Task to complete:
Return every line of text in the items below word for word, leaving out the pictures.

Entries supplied:
☆ ☆ ☆ ☆ ☆ ☆ ☆
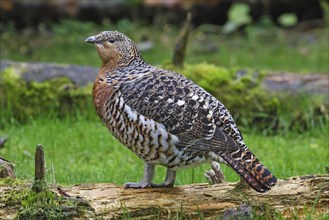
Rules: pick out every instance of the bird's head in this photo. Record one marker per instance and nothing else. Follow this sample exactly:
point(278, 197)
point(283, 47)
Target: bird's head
point(115, 49)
☆ ☆ ☆ ☆ ☆ ☆ ☆
Solution:
Rules: pick out every instance of the bird's head in this photo. Record one marker per instance and nothing else. Follow this sample exactly:
point(278, 197)
point(283, 47)
Target: bird's head
point(115, 49)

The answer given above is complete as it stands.